▶ [Listed records]
start
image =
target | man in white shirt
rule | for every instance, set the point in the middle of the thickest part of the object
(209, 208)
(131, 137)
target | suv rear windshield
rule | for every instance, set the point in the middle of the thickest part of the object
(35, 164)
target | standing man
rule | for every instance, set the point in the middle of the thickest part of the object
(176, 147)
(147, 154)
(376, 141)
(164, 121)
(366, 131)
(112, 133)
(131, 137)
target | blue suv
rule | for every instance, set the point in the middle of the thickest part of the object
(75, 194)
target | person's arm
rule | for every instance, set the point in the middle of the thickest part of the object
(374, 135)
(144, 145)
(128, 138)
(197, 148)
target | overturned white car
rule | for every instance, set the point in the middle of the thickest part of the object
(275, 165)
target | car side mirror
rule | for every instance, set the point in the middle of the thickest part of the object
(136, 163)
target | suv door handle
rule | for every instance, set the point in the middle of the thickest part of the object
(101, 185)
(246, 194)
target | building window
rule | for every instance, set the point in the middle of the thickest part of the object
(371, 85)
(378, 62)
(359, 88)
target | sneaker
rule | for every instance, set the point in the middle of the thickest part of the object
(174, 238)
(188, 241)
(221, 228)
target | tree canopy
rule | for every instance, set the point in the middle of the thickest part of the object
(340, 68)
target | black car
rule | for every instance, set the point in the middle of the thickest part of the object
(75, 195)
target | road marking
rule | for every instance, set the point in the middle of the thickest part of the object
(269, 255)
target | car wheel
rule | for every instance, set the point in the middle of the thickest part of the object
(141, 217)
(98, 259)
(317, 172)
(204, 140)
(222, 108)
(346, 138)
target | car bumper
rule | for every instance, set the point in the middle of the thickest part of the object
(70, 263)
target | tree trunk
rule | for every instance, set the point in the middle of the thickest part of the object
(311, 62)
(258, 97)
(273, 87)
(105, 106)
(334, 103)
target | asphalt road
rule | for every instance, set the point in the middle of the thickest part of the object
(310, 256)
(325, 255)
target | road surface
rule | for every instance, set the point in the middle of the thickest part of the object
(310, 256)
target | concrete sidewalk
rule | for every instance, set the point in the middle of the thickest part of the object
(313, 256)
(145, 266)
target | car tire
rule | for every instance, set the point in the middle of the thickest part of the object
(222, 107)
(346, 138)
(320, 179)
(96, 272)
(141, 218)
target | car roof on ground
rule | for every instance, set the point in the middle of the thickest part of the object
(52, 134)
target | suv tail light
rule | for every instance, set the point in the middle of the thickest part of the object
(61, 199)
end
start
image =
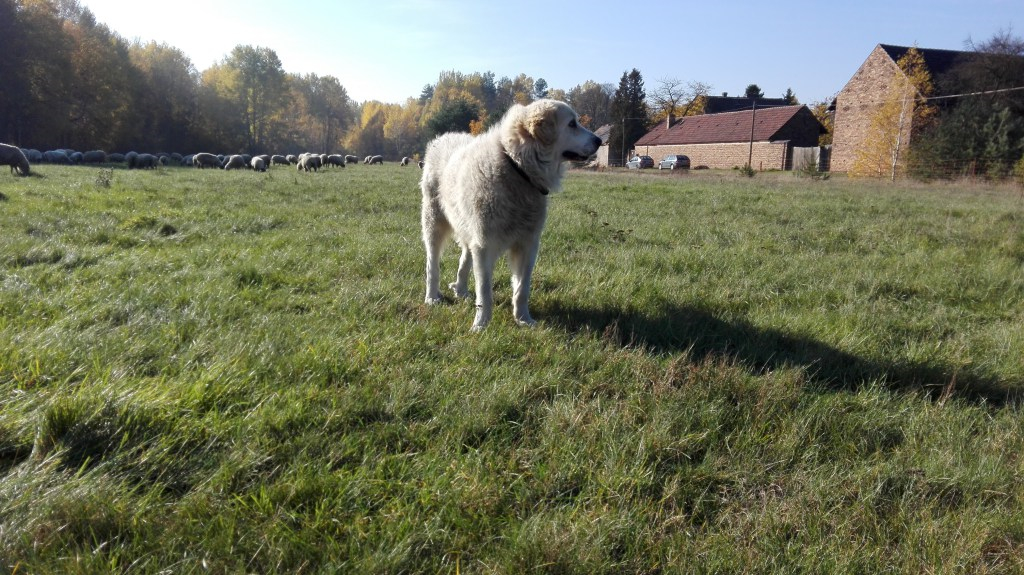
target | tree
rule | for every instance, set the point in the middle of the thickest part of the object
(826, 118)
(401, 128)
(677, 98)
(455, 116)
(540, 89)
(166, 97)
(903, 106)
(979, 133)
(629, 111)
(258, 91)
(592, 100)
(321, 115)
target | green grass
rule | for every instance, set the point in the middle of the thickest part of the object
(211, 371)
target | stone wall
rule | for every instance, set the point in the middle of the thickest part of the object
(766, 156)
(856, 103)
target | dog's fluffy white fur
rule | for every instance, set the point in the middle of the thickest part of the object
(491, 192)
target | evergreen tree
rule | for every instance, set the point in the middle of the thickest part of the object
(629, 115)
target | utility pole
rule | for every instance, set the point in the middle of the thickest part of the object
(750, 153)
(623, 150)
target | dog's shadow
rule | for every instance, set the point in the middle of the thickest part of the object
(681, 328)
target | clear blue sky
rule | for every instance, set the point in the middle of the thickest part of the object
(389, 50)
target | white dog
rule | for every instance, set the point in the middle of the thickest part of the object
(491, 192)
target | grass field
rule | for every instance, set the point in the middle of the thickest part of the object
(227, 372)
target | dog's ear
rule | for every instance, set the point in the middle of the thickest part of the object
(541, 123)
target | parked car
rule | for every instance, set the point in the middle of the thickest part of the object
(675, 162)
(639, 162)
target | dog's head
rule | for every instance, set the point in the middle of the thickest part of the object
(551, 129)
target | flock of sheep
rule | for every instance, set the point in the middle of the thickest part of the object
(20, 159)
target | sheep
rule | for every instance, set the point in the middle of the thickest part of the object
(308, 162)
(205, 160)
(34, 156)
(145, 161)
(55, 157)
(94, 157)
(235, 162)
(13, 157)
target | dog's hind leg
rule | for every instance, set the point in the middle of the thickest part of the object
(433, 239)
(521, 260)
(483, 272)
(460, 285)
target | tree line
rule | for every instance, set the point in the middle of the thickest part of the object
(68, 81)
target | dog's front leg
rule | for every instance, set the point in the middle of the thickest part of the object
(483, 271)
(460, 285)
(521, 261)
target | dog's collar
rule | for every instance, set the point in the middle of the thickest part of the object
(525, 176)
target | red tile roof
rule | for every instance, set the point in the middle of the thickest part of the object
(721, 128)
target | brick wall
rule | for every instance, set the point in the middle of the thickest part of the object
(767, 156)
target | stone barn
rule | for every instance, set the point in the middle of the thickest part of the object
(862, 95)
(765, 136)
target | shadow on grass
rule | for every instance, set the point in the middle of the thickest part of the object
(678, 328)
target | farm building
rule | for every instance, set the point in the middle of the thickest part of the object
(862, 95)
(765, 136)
end
start
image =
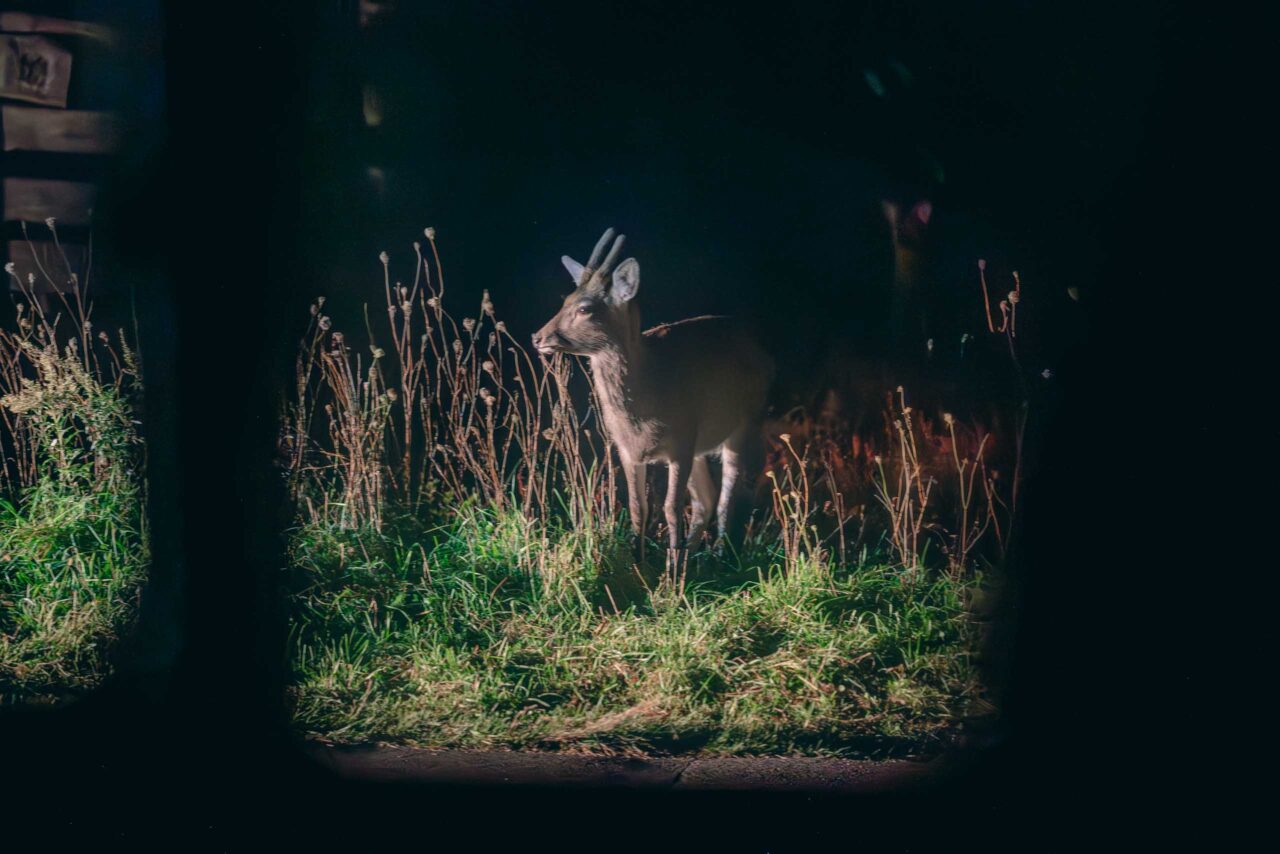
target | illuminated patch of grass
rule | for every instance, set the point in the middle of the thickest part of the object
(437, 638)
end
▶ [Given problem] Count the lines above that contain the string "blue" with its case matched exactly, and reply with the number alone.

▶ [Exercise output] 2